::: Metin Bölümü :::

Rum Ulusal Konseyi’nin, Rum Yönetimi Başkanı Nikos Anastasiadis başkanlığında dün yaptığı toplantı ve toplantının ardından yapılan açıklamalar bugünkü Rum gazetelerinde geniş yer buldu.
Fileleftheros gazetesi “Kararla İlgili Yarış- Güvenlik Konseyi’ndeki Görüşmeler Öncesinde Anastasiadis Guterres İle Telefonda Görüştü” başlıklarıyla geniş yer verdiği haberinde, Lefkoşa Rum kesiminin, BM Genel Sekreteri’nin Kıbrıs sorunuyla ilgili iyi niyet misyonu taslağında değişiklikler yapılmasını başarma konusundaki çabasının, yarışa dönüştüğünü yazdı.
Başlangıçtaki metindeki eksiklikler ve bazı ifadeler sonucunda, Rum Yönetimi Başkanı Nikos Anastasiadis’in bazı şeyleri netleştirmek için, geçen Pazartesi akşamı BM Genel Sekreteri Antonio Guterres’le telefonda görüştüğünü kaydeden gazeteye göre, Anastasiadis dün gerçekleştirilen Ulusal Konsey toplantısında Guterres’le 11 Ocak’ta telefonda görüştüğünü açıkladı.
Gazete, “elindeki bilgilere” dayanarak, UNFICYP ve iyi niyet misyonu raporlarındaki iki tartışmalı noktanın “Kıbrıs sorunu ve UNFCYP’in görev süresinin uzatılmasıyla ilgili raporda BM kararlarına atıf yapılmaması” ve “Kıbrıs Cumhuriyetinden ‘Kıbrıs Rum Yönetimi’ olarak bahsedilmesi” olduğunu yazdı. 
Haberde, “Dolayısıyla Kıbrıs Cumhuriyeti sahte devletle eşitleniyor. Bu Kıbrıs Türk toplumunun ‘eşit egemenliğinin’ kabul edilmesini teşkil etmektedir. Lefkoşa’nın değerlendirmesi raporları kaleme alanların bir tarafın pozisyonunu alıyor göründüğü yönündedir” denildi.
Rum siyasi liderliğinin bilgilendirmesinden, BM Genel Sekreteri’nin Anastasiadis’e bazı taahhütler verdiğinin ortaya çıktığını da yazan gazete, bunları “BM’nin tezlerinde değişiklik yoktur” ve “Raporların BM Güvenlik Konseyine sunulması esnasında çözüm parametreleriyle ilgili tezleri netleşecek ve meseleler açıklığa kavuşacak” şeklinde sıraladı.
Olumsuzlukların yanında Rum kesiminin BM Genel Sekreteri’nin metinlerinde bir dizi olumlu unsur tespit ettiğini de yazan gazete, bunları “2537 sayılı karara atıfta bulunulması, Berlin görüşmenin selamlanması, AB’nin ilgisine işaret edilmesi, çözüm çerçevesinin BM kararları çerçevesi olduğunu belirlemesi ve raporun son paragrafının olumlu bulunması” olarak kaydetti.

:::

*Görevler:*
**a.** Rum gazetelerine dair metne göre aşağıdaki soruları yanıtlayın:
(i) Anastasiadis, Ulusal Konsey toplantısında Guterres'le hangi tarihte telefonda görüştüğünü açıkladı?
(ii) Tartışmalı noktalardan birine göre Kıbrıs Cumhuriyeti'nden raporda hangi adla bahsediliyor?
(iii) Olumlu unsurlar arasında atıfta bulunulduğu belirtilen kararın sayısı nedir?
**b.** Rum gazetelerine dair metnin "Rum Ulusal Konseyi’nin, Rum" ile başlayıp "geniş yer buldu." ile biten bölümünü harfi harfine yazıya geçirin.
**c.** Aşağıdaki ifadelerin Rum gazetelerine dair metinle örtüşüp örtüşmediğini evet ya da hayır ile belirtin ve her yanıtı metinden birebir alıntıyla destekleyin:
(i) Rum Ulusal Konseyi toplantısı Nikos Anastasiadis başkanlığında yapıldı.
(ii) Rum kesimi, BM Genel Sekreteri'nin metinlerinde hiçbir olumlu unsur bulmadı.
(iii) Berlin görüşmesi raporlarda eleştirildi.

::: Veri Kümesi Kayıtları :::

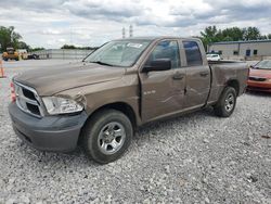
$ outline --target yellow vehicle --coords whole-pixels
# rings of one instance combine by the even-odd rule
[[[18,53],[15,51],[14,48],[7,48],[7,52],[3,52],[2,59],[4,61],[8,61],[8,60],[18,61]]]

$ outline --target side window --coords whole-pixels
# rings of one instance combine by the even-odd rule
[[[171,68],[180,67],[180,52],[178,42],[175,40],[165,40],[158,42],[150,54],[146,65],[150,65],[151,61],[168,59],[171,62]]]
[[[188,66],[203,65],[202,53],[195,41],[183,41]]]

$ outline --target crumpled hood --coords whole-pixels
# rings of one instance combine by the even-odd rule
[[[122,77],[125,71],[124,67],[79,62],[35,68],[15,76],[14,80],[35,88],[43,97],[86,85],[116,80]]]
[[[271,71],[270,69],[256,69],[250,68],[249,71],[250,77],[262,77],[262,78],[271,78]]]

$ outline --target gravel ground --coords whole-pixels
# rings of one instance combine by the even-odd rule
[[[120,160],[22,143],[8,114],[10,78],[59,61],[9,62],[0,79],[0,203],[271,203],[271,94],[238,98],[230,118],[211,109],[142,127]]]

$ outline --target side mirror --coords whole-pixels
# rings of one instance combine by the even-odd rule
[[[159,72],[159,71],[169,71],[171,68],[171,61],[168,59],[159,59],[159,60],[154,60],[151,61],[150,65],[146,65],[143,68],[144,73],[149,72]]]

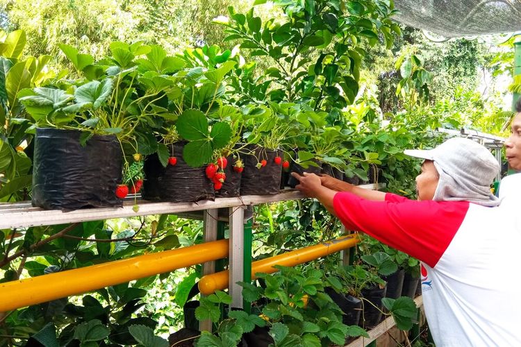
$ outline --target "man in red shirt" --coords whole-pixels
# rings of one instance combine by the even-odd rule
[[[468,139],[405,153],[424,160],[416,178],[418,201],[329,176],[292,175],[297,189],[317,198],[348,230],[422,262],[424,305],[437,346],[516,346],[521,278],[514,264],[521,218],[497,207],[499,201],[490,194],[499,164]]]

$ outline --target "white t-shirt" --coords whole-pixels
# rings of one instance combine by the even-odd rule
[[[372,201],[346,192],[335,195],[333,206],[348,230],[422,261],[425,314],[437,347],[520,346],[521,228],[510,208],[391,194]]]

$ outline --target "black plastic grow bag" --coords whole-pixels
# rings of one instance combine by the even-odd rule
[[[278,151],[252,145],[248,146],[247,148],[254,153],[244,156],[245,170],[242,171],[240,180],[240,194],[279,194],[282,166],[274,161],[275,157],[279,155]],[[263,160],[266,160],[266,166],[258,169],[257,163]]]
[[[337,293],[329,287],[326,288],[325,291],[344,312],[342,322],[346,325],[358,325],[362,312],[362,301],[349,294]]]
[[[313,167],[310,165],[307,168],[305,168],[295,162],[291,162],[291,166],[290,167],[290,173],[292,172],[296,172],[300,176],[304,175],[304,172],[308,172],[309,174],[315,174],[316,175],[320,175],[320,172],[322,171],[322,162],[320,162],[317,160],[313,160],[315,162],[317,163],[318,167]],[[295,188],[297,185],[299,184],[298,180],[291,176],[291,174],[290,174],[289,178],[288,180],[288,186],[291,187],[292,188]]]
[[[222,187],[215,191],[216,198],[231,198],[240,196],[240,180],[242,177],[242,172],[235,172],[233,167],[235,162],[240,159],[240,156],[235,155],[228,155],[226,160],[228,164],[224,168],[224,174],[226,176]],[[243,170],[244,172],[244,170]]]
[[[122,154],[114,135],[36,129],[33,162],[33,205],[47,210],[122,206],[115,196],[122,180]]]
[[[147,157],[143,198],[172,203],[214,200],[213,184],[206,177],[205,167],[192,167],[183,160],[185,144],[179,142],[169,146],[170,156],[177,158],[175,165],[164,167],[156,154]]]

:::

*Sıralı Yanıtlar:*
**a.**
(i) 11 Ocak'ta.
(ii) "Kıbrıs Rum Yönetimi" olarak.
(iii) 2537.

**b.**
Rum Ulusal Konseyi’nin, Rum Yönetimi Başkanı Nikos Anastasiadis başkanlığında dün yaptığı toplantı ve toplantının ardından yapılan açıklamalar bugünkü Rum gazetelerinde geniş yer buldu.

**c.**
(i) Evet: "Rum Yönetimi Başkanı Nikos Anastasiadis başkanlığında dün yaptığı toplantı"
(ii) Hayır: "Rum kesiminin BM Genel Sekreteri’nin metinlerinde bir dizi olumlu unsur tespit ettiğini"
(iii) Hayır: "Berlin görüşmenin selamlanması"